Work request :: Could you report every line from the entries that includes the word "below"?
# # # # # # #
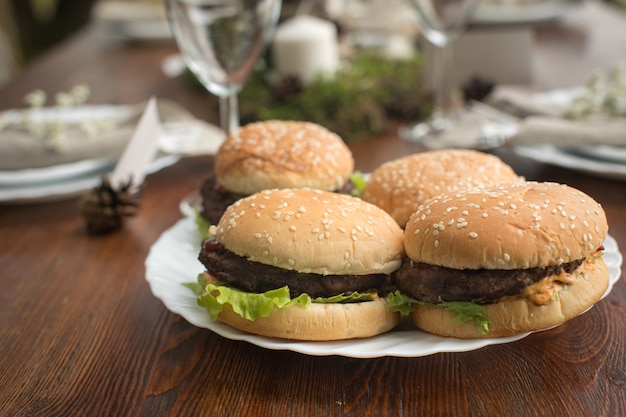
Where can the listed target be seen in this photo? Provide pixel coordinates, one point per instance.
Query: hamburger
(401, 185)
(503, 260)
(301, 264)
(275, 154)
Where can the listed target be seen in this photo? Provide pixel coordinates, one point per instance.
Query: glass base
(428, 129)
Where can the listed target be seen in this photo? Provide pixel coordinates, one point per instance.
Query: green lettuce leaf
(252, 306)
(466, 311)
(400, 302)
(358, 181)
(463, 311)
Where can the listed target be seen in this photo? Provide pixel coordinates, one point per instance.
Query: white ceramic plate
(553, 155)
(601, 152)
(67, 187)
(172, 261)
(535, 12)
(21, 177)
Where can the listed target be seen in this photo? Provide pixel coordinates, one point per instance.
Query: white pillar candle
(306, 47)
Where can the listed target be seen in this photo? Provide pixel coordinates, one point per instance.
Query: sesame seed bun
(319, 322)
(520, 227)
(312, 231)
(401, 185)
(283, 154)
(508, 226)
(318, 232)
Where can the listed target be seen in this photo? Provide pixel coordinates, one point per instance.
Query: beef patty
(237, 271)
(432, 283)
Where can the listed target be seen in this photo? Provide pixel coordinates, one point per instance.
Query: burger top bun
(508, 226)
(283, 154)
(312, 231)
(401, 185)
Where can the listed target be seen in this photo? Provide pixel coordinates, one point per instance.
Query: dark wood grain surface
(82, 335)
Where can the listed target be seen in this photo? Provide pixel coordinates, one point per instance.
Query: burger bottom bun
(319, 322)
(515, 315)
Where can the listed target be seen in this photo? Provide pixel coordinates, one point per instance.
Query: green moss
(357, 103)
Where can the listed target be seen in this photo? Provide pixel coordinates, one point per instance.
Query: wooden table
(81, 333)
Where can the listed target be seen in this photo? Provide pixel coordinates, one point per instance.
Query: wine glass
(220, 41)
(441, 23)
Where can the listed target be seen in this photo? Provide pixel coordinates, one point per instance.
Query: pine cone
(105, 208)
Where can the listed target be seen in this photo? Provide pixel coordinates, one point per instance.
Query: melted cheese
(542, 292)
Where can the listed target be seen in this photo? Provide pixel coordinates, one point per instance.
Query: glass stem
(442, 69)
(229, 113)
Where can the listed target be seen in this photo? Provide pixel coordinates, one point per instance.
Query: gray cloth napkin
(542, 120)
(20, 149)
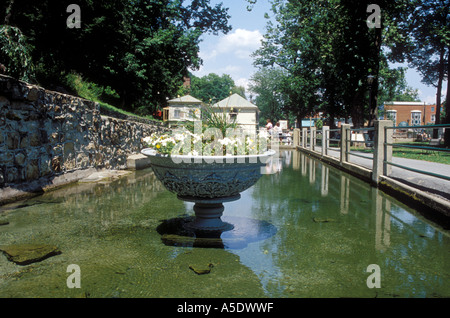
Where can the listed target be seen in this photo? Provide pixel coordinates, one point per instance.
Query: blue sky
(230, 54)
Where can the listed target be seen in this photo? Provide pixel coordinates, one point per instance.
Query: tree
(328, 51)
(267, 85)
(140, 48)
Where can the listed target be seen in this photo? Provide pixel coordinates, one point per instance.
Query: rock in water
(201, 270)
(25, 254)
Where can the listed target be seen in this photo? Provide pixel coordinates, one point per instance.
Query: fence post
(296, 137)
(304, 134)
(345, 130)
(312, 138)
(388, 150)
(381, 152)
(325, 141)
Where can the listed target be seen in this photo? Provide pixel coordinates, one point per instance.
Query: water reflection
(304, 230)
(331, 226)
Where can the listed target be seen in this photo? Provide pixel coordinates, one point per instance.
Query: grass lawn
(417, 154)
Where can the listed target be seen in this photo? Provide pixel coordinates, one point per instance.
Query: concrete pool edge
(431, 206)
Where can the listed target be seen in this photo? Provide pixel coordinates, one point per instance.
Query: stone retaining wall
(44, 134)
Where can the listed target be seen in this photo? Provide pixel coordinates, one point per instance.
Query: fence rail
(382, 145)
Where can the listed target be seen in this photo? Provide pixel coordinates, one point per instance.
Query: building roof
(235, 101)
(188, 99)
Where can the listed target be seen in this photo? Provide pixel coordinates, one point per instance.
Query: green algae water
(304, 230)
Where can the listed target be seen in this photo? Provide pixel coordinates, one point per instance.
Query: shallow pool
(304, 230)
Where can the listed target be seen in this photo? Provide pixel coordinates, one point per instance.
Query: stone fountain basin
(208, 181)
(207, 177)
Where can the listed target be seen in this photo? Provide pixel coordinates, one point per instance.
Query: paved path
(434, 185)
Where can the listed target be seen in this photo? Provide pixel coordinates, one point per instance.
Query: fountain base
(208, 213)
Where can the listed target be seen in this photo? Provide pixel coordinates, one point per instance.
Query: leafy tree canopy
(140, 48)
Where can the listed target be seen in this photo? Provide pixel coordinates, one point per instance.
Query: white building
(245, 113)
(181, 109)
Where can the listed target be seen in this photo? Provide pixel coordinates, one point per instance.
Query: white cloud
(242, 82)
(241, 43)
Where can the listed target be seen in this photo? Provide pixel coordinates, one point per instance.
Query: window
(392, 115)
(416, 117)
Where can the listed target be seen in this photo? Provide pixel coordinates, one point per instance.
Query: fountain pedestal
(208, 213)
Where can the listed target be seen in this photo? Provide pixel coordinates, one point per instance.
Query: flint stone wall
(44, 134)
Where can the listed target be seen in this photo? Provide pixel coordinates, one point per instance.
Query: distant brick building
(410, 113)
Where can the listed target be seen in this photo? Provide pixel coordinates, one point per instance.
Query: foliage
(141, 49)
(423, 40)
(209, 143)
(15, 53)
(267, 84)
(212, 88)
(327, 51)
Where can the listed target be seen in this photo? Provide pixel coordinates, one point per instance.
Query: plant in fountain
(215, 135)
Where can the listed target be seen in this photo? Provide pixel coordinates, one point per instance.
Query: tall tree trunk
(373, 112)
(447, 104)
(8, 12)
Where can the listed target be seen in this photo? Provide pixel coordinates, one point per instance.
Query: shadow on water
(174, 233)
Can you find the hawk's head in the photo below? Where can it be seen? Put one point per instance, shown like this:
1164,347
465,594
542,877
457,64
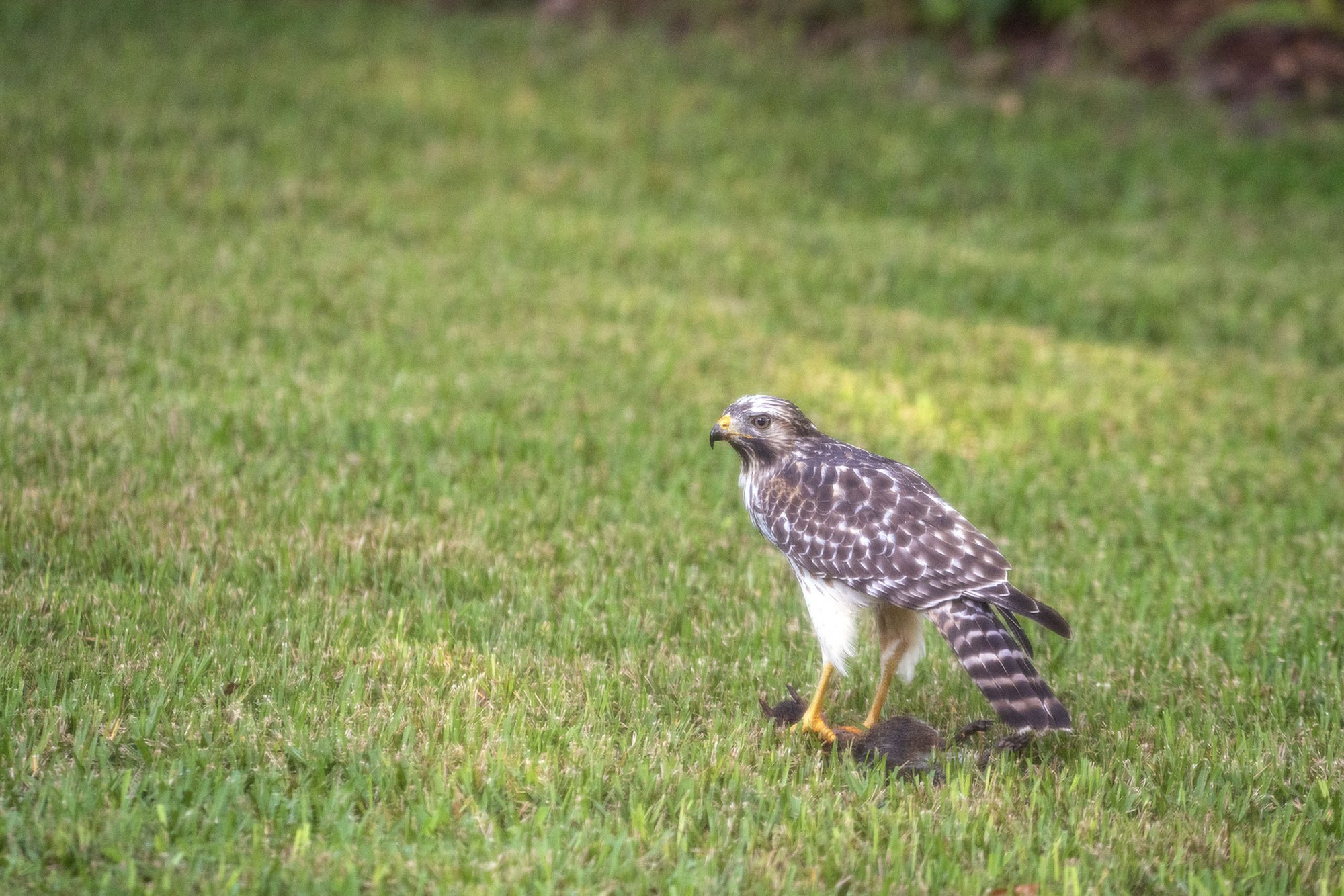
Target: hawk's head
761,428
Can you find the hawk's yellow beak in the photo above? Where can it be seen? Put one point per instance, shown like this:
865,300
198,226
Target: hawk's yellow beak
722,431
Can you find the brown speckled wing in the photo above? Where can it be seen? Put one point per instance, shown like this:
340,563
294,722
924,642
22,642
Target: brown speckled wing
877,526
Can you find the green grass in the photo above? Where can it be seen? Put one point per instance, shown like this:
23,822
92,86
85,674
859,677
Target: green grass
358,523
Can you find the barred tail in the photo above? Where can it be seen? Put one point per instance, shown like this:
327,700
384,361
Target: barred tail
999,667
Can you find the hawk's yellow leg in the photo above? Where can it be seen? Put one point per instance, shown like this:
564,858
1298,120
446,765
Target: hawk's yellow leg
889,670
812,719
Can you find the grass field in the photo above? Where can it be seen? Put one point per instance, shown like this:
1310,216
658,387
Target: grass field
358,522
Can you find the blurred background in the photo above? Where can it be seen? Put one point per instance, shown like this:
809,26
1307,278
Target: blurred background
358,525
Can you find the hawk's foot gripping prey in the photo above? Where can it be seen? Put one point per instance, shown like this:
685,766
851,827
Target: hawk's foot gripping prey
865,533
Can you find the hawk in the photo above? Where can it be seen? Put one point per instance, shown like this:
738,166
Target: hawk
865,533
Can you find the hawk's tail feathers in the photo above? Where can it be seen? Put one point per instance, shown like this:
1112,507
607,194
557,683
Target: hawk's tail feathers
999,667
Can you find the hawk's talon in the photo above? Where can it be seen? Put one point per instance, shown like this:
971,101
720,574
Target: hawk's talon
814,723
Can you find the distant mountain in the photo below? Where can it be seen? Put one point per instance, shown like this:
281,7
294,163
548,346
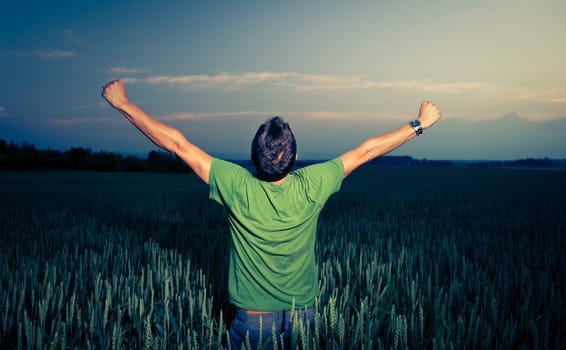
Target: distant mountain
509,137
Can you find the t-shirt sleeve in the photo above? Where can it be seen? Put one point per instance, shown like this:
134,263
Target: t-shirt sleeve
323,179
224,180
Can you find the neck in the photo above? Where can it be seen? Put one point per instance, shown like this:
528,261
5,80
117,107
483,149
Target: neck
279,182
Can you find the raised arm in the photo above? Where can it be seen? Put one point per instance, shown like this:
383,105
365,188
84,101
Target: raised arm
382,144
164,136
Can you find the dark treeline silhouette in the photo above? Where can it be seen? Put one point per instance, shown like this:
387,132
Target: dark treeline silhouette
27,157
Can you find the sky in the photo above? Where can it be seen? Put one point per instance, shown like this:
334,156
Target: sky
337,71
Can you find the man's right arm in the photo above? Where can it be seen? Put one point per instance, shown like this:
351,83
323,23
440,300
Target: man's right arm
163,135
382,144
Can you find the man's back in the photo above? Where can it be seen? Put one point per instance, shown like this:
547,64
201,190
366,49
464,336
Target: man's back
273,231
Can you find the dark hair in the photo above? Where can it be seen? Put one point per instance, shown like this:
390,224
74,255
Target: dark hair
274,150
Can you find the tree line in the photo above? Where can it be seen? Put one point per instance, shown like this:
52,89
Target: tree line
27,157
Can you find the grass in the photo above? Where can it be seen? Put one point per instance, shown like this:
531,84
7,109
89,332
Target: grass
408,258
# # # # # # #
The completed task ::
Can you find the hawk's head in the photo below? Where can it be seen? Put one point per instance, shown like this:
Can you find the distant mountain in the photo below? Where can it be seen? Put one point per instance, shown like this:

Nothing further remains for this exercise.